# Testo estratto
......
Nel 2024, tuttavia, Riyad ha firmato in parallelo un accordo di difesa reciproca con il Pakistan, consolidando una cooperazione storicamente basata su forniture militari, addestramento e supporto politico. Il patto prevede assistenza in caso di attacco esterno a una delle due parti. I governi dei due Paesi lo hanno descritto come evoluzione naturale di rapporti già consolidati. Nella pratica, però, l’intesa introduce un nuovo elemento in un contesto regionale dove Washington punta a costruire una struttura di sicurezza coordinata che includa Israele.
Il Pakistan resta un attore complesso sul piano politico e strategico. Negli ultimi decenni ha adottato una postura militare autonoma, caratterizzata da un uso esteso di deterrenza nucleare, operazioni coperte e gestione diretta di dossier di sicurezza nella regione. Inoltre, mantiene legami economici e tecnologici rilevanti con la Cina. Per gli Stati Uniti e Israele, questa variabile solleva interrogativi sulla condivisione di tecnologie avanzate con un Paese che, pur indirettamente, potrebbe avere punti di contatto con Islamabad attraverso il patto saudita.
A ciò si aggiunge il quadro interno pakistano, in cui la questione israelo-palestinese occupa un ruolo centrale nel dibattito politico e nell’opinione pubblica. Secondo analisti regionali, un eventuale accordo saudita-israeliano potrebbe generare pressioni su Islamabad affinché chieda rassicurazioni al partner saudita o adotti posizioni più assertive nei forum internazionali. In questo scenario, l’esistenza del patto di difesa apre la possibilità che il suo richiamo possa essere utilizzato sul piano diplomatico o mediatico in momenti di tensione.
La clausola di assistenza reciproca solleva inoltre un punto tecnico discusso tra osservatori e funzionari occidentali: l’eventualità che un’azione ostile verso Israele proveniente da gruppi attivi in Pakistan o da reticolati non statali possa essere interpretata come causa di attivazione della clausola, coinvolgendo formalmente l’Arabia Saudita in una crisi alla quale potrebbe non avere interesse a partecipare. Analoga preoccupazione riguarda la possibilità che operazioni segrete o azioni militari mirate possano essere considerate da Islamabad come aggressioni esterne. Da parte saudita, funzionari vicini al dossier hanno segnalato la volontà di evitare automatismi che possano compromettere i negoziati con Washington.
......
# Dati forniti
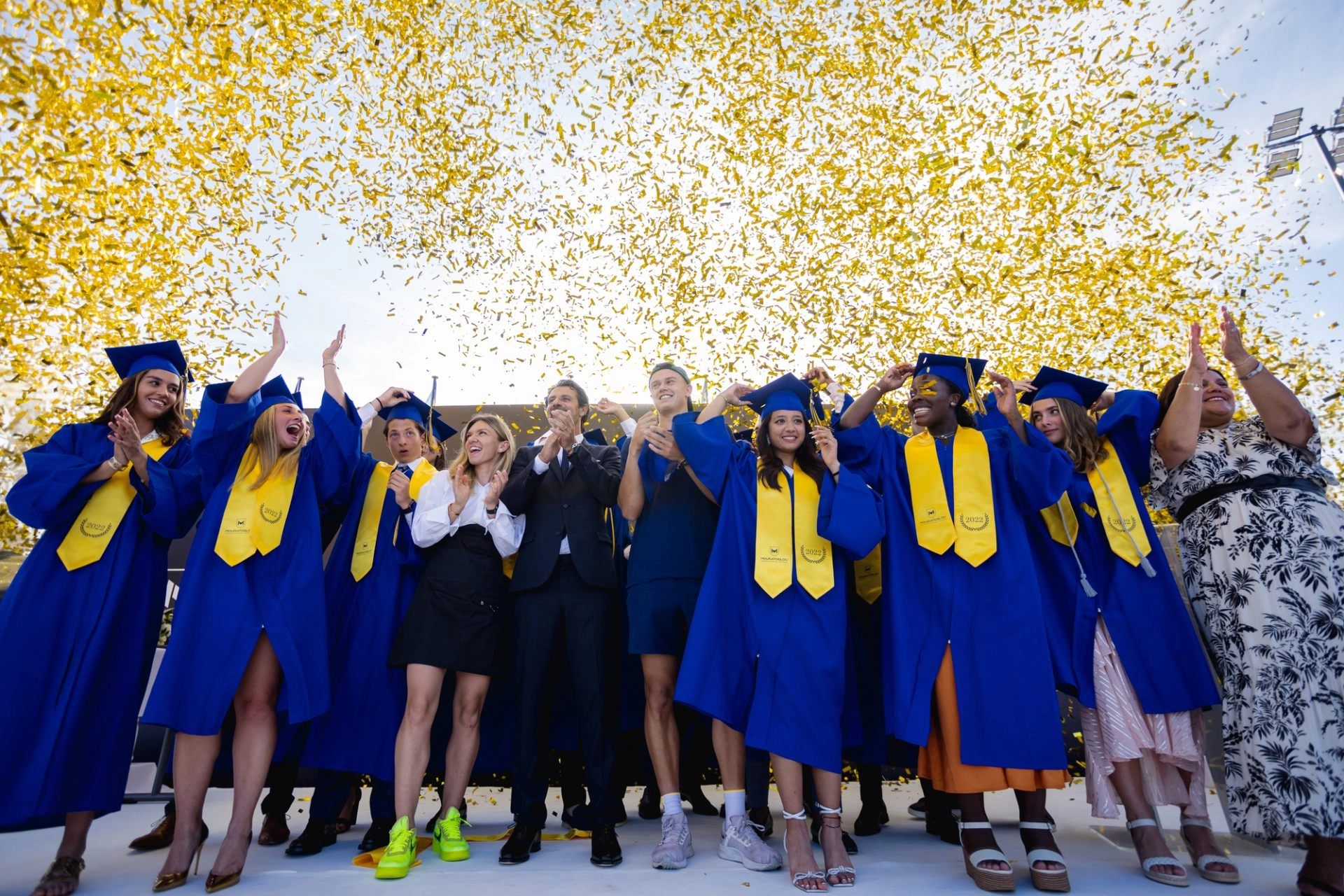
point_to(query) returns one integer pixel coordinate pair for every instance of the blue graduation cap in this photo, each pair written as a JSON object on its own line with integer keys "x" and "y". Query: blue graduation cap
{"x": 276, "y": 391}
{"x": 1054, "y": 383}
{"x": 130, "y": 360}
{"x": 962, "y": 372}
{"x": 785, "y": 394}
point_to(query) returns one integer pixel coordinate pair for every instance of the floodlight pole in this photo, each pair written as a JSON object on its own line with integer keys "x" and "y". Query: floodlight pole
{"x": 1331, "y": 162}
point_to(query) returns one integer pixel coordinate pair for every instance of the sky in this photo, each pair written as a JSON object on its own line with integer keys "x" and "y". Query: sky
{"x": 1272, "y": 54}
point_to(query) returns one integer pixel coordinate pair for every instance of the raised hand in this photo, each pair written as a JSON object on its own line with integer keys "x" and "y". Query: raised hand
{"x": 1198, "y": 365}
{"x": 401, "y": 486}
{"x": 492, "y": 493}
{"x": 608, "y": 406}
{"x": 825, "y": 442}
{"x": 663, "y": 444}
{"x": 393, "y": 396}
{"x": 1231, "y": 340}
{"x": 277, "y": 335}
{"x": 894, "y": 378}
{"x": 331, "y": 351}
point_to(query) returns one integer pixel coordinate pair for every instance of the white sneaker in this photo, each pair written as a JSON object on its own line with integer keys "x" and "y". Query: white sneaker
{"x": 675, "y": 849}
{"x": 741, "y": 843}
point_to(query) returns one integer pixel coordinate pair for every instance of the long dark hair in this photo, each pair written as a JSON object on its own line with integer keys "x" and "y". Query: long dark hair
{"x": 771, "y": 468}
{"x": 1168, "y": 394}
{"x": 171, "y": 425}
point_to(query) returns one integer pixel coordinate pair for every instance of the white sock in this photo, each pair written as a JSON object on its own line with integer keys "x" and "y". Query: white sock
{"x": 734, "y": 804}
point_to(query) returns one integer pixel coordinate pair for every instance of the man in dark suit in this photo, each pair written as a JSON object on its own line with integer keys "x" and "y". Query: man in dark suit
{"x": 565, "y": 587}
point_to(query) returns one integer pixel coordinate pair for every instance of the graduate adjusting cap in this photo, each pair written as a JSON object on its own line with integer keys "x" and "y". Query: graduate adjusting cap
{"x": 276, "y": 391}
{"x": 785, "y": 394}
{"x": 962, "y": 372}
{"x": 130, "y": 360}
{"x": 1053, "y": 383}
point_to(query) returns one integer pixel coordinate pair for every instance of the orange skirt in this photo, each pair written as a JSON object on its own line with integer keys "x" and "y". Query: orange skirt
{"x": 941, "y": 760}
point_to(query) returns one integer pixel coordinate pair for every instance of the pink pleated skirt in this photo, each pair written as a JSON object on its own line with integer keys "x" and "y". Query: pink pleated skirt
{"x": 1119, "y": 731}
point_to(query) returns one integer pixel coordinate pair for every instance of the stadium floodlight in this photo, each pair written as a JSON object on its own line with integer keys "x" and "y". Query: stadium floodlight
{"x": 1284, "y": 146}
{"x": 1282, "y": 162}
{"x": 1285, "y": 125}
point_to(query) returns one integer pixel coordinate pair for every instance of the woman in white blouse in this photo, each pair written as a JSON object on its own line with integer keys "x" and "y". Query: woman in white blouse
{"x": 456, "y": 622}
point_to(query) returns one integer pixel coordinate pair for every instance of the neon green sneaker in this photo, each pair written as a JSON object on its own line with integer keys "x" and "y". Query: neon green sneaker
{"x": 448, "y": 837}
{"x": 400, "y": 853}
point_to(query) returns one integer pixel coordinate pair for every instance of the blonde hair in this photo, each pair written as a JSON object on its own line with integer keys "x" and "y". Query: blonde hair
{"x": 268, "y": 454}
{"x": 503, "y": 463}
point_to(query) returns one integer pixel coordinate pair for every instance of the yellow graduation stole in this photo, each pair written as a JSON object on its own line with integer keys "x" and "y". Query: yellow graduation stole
{"x": 1117, "y": 510}
{"x": 254, "y": 520}
{"x": 781, "y": 528}
{"x": 867, "y": 575}
{"x": 366, "y": 536}
{"x": 102, "y": 514}
{"x": 974, "y": 530}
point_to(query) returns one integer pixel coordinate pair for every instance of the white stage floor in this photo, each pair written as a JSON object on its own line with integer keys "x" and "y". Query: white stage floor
{"x": 899, "y": 860}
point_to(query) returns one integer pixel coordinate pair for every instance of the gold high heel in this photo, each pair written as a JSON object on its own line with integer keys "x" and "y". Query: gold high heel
{"x": 175, "y": 879}
{"x": 216, "y": 883}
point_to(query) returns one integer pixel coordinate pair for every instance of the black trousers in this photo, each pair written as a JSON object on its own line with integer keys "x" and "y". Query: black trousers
{"x": 566, "y": 613}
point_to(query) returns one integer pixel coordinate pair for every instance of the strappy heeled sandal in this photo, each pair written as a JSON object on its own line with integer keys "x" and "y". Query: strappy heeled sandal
{"x": 1202, "y": 862}
{"x": 1154, "y": 862}
{"x": 1044, "y": 879}
{"x": 987, "y": 879}
{"x": 839, "y": 869}
{"x": 803, "y": 875}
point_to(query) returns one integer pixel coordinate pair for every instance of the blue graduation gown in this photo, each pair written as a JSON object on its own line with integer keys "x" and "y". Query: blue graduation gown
{"x": 990, "y": 615}
{"x": 222, "y": 610}
{"x": 771, "y": 666}
{"x": 1147, "y": 617}
{"x": 76, "y": 647}
{"x": 369, "y": 697}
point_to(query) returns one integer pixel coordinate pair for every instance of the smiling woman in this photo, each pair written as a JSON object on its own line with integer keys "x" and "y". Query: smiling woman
{"x": 1262, "y": 552}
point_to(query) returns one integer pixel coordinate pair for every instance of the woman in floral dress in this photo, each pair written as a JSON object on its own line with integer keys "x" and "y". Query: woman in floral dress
{"x": 1262, "y": 552}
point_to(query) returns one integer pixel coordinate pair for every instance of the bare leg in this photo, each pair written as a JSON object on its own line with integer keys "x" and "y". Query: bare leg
{"x": 254, "y": 745}
{"x": 1202, "y": 839}
{"x": 797, "y": 837}
{"x": 832, "y": 846}
{"x": 660, "y": 729}
{"x": 73, "y": 841}
{"x": 1148, "y": 841}
{"x": 974, "y": 809}
{"x": 1031, "y": 806}
{"x": 732, "y": 750}
{"x": 192, "y": 763}
{"x": 1324, "y": 862}
{"x": 468, "y": 700}
{"x": 424, "y": 685}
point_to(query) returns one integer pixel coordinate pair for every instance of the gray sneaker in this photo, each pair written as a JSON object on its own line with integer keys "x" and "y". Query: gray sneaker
{"x": 675, "y": 849}
{"x": 741, "y": 843}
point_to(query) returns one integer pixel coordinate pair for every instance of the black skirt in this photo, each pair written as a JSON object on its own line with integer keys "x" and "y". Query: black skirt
{"x": 458, "y": 617}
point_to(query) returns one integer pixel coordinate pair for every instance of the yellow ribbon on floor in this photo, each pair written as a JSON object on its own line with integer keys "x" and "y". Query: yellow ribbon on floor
{"x": 787, "y": 528}
{"x": 867, "y": 575}
{"x": 366, "y": 536}
{"x": 974, "y": 530}
{"x": 254, "y": 519}
{"x": 92, "y": 532}
{"x": 1116, "y": 507}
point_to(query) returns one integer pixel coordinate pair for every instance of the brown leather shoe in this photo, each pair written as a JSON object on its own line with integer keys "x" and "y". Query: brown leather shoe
{"x": 159, "y": 836}
{"x": 274, "y": 830}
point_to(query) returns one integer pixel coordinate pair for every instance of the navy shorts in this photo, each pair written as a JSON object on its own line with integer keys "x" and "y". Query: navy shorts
{"x": 660, "y": 614}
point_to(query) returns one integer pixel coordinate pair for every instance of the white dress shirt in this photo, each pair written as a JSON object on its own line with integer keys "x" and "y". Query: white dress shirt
{"x": 540, "y": 466}
{"x": 432, "y": 522}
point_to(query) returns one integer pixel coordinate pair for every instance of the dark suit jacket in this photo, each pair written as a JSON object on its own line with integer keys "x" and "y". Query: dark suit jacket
{"x": 574, "y": 505}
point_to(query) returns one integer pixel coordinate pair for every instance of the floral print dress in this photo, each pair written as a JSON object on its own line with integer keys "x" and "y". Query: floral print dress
{"x": 1265, "y": 574}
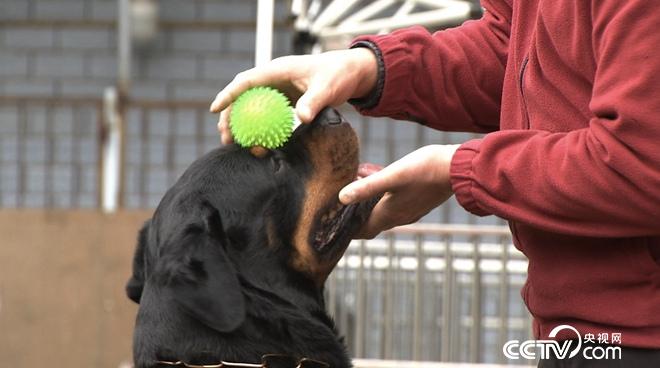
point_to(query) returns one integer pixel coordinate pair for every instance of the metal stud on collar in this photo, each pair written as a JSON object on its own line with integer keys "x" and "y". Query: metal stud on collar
{"x": 267, "y": 361}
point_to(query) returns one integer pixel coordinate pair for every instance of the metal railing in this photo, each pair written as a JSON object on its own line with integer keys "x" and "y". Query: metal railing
{"x": 421, "y": 292}
{"x": 424, "y": 292}
{"x": 49, "y": 152}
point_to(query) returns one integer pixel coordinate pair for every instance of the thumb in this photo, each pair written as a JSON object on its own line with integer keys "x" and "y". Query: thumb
{"x": 367, "y": 187}
{"x": 310, "y": 103}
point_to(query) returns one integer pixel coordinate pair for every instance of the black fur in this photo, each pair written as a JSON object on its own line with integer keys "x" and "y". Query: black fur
{"x": 212, "y": 283}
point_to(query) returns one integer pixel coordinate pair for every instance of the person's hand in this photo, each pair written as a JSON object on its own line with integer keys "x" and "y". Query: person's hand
{"x": 312, "y": 82}
{"x": 411, "y": 188}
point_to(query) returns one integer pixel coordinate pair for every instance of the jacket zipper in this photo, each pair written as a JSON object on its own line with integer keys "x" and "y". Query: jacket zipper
{"x": 523, "y": 67}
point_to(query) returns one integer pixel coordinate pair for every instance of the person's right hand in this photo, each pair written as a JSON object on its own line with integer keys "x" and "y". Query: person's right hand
{"x": 312, "y": 82}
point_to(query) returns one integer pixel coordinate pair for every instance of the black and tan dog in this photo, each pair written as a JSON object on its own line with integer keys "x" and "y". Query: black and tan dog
{"x": 232, "y": 265}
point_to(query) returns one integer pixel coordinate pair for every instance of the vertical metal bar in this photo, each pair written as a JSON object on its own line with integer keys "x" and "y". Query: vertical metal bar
{"x": 20, "y": 154}
{"x": 199, "y": 132}
{"x": 447, "y": 296}
{"x": 332, "y": 293}
{"x": 75, "y": 158}
{"x": 144, "y": 155}
{"x": 171, "y": 143}
{"x": 475, "y": 330}
{"x": 359, "y": 317}
{"x": 264, "y": 34}
{"x": 124, "y": 47}
{"x": 419, "y": 277}
{"x": 112, "y": 151}
{"x": 504, "y": 296}
{"x": 343, "y": 310}
{"x": 50, "y": 154}
{"x": 388, "y": 308}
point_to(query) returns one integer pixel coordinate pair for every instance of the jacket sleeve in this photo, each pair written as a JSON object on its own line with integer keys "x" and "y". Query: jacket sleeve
{"x": 603, "y": 180}
{"x": 449, "y": 80}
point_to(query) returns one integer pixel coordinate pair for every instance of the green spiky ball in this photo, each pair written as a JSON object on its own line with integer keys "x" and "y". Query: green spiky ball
{"x": 261, "y": 116}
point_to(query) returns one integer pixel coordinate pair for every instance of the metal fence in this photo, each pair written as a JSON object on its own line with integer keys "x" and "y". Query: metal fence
{"x": 429, "y": 292}
{"x": 49, "y": 152}
{"x": 425, "y": 292}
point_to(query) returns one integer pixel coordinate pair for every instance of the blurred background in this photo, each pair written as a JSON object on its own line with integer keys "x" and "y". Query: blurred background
{"x": 103, "y": 103}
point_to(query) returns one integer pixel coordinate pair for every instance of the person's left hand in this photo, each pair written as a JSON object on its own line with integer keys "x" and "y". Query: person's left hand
{"x": 411, "y": 188}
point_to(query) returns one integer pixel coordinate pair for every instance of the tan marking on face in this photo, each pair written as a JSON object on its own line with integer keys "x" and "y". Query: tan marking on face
{"x": 334, "y": 157}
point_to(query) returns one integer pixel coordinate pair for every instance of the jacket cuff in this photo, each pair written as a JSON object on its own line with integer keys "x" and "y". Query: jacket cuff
{"x": 396, "y": 65}
{"x": 372, "y": 99}
{"x": 462, "y": 176}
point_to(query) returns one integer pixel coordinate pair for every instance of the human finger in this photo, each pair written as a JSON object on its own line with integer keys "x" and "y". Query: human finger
{"x": 369, "y": 186}
{"x": 378, "y": 221}
{"x": 313, "y": 100}
{"x": 245, "y": 80}
{"x": 223, "y": 126}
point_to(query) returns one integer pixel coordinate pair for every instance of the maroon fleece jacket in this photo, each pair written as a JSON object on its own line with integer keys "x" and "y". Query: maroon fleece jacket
{"x": 570, "y": 93}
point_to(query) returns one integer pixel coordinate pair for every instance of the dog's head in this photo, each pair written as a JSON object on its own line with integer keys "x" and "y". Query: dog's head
{"x": 236, "y": 228}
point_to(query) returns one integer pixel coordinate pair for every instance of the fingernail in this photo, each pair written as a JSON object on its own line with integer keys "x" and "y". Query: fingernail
{"x": 304, "y": 113}
{"x": 347, "y": 196}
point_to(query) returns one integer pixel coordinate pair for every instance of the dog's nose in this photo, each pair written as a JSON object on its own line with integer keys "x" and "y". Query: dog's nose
{"x": 329, "y": 116}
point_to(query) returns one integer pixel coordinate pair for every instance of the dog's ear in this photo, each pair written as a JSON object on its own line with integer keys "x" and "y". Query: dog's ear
{"x": 135, "y": 284}
{"x": 206, "y": 284}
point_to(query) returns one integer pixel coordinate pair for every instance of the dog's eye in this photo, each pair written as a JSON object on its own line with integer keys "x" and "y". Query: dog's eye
{"x": 276, "y": 162}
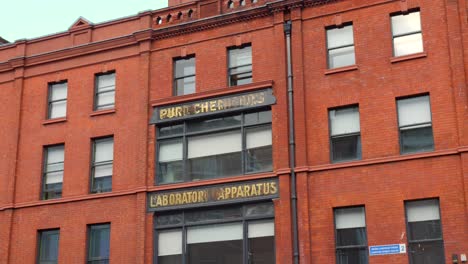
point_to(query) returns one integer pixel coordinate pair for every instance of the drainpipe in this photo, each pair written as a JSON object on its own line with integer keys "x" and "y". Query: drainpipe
{"x": 292, "y": 144}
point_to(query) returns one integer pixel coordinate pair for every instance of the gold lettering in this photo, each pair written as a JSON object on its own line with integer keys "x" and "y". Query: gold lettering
{"x": 274, "y": 188}
{"x": 204, "y": 107}
{"x": 213, "y": 106}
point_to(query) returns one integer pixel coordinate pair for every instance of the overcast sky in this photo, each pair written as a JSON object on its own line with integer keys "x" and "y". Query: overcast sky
{"x": 21, "y": 19}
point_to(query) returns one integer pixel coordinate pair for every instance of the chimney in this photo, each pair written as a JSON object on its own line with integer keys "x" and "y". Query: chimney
{"x": 178, "y": 2}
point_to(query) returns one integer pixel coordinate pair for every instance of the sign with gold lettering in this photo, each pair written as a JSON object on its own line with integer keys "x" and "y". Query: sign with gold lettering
{"x": 209, "y": 106}
{"x": 213, "y": 195}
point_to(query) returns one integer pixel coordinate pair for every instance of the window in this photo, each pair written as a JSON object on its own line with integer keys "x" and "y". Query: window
{"x": 350, "y": 235}
{"x": 184, "y": 76}
{"x": 214, "y": 148}
{"x": 407, "y": 35}
{"x": 415, "y": 124}
{"x": 98, "y": 244}
{"x": 48, "y": 246}
{"x": 57, "y": 102}
{"x": 340, "y": 46}
{"x": 237, "y": 234}
{"x": 345, "y": 134}
{"x": 105, "y": 91}
{"x": 240, "y": 65}
{"x": 53, "y": 172}
{"x": 425, "y": 243}
{"x": 102, "y": 165}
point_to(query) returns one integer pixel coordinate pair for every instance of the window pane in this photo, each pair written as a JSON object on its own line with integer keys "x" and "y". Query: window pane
{"x": 170, "y": 243}
{"x": 257, "y": 117}
{"x": 220, "y": 243}
{"x": 102, "y": 184}
{"x": 344, "y": 121}
{"x": 213, "y": 214}
{"x": 58, "y": 91}
{"x": 214, "y": 144}
{"x": 263, "y": 209}
{"x": 170, "y": 150}
{"x": 352, "y": 217}
{"x": 414, "y": 110}
{"x": 184, "y": 67}
{"x": 416, "y": 140}
{"x": 426, "y": 253}
{"x": 403, "y": 24}
{"x": 261, "y": 242}
{"x": 105, "y": 100}
{"x": 58, "y": 109}
{"x": 49, "y": 246}
{"x": 346, "y": 148}
{"x": 423, "y": 210}
{"x": 424, "y": 230}
{"x": 351, "y": 237}
{"x": 338, "y": 37}
{"x": 106, "y": 82}
{"x": 55, "y": 154}
{"x": 185, "y": 85}
{"x": 259, "y": 150}
{"x": 214, "y": 123}
{"x": 341, "y": 57}
{"x": 408, "y": 45}
{"x": 171, "y": 130}
{"x": 351, "y": 256}
{"x": 241, "y": 56}
{"x": 104, "y": 150}
{"x": 99, "y": 242}
{"x": 103, "y": 170}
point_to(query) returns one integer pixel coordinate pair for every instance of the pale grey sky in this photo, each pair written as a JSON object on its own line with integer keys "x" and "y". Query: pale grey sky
{"x": 34, "y": 18}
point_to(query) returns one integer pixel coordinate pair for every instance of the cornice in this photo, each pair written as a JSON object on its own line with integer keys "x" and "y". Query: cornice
{"x": 211, "y": 22}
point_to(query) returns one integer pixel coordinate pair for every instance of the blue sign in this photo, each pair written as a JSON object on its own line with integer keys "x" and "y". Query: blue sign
{"x": 387, "y": 249}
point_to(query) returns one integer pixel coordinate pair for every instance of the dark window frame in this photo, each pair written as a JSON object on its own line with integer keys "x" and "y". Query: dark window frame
{"x": 441, "y": 239}
{"x": 185, "y": 135}
{"x": 94, "y": 164}
{"x": 40, "y": 234}
{"x": 339, "y": 47}
{"x": 96, "y": 107}
{"x": 359, "y": 247}
{"x": 245, "y": 220}
{"x": 414, "y": 125}
{"x": 358, "y": 134}
{"x": 45, "y": 155}
{"x": 229, "y": 68}
{"x": 50, "y": 87}
{"x": 413, "y": 10}
{"x": 174, "y": 75}
{"x": 96, "y": 260}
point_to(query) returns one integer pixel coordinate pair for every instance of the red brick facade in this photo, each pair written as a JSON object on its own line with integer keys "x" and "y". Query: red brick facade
{"x": 141, "y": 50}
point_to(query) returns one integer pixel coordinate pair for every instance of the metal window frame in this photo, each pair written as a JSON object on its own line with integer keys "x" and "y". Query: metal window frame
{"x": 229, "y": 68}
{"x": 413, "y": 10}
{"x": 45, "y": 156}
{"x": 424, "y": 240}
{"x": 89, "y": 228}
{"x": 409, "y": 127}
{"x": 343, "y": 135}
{"x": 50, "y": 87}
{"x": 245, "y": 220}
{"x": 94, "y": 164}
{"x": 97, "y": 93}
{"x": 40, "y": 233}
{"x": 185, "y": 135}
{"x": 346, "y": 24}
{"x": 366, "y": 246}
{"x": 174, "y": 70}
......
# Compito 1
Nel testo sul patto di difesa tra Arabia Saudita e Pakistan, che cosa prevede il patto?
# Compito 2
Continua il testo sul patto saudita-pakistano dopo la sua ultima frase.

# Risposta 1
Prevede assistenza in caso di attacco esterno a una delle due parti.

# Risposta 2
Sulle relazioni saudita-statunitensi, la gestione dell’intesa con il Pakistan rappresenta quindi un fattore da chiarire nei colloqui in corso. Washington ha indicato come priorità la creazione di un quadro di cooperazione militare prevedibile, in linea con i suoi interessi regionali e con le esigenze di tutela di Israele. Dirigenti israeliani, da parte loro, hanno riportato riserve soprattutto in relazione alle prospettive di trasferimenti tecnologici avanzati, tra cui sistemi di difesa aerea e centrali per la sorveglianza delle rotte commerciali del Mediterraneo.
Riyadh considera la normalizzazione con Israele parte di un pacchetto più ampio, che comprende garanzie di sicurezza da parte statunitense e un ruolo definito nel nuovo assetto economico regionale. Il governo saudita mantiene l’obiettivo di presentare il riconoscimento di Israele come passo inserito in un quadro di stabilizzazione complessiva del Medio Oriente, con benefici economici e infrastrutturali per più Paesi coinvolti. Tuttavia, la gestione del rapporto con il Pakistan richiede una definizione più precisa delle implicazioni operative del patto di difesa, alla luce del nuovo equilibrio a cui Stati Uniti e Arabia Saudita stanno lavorando.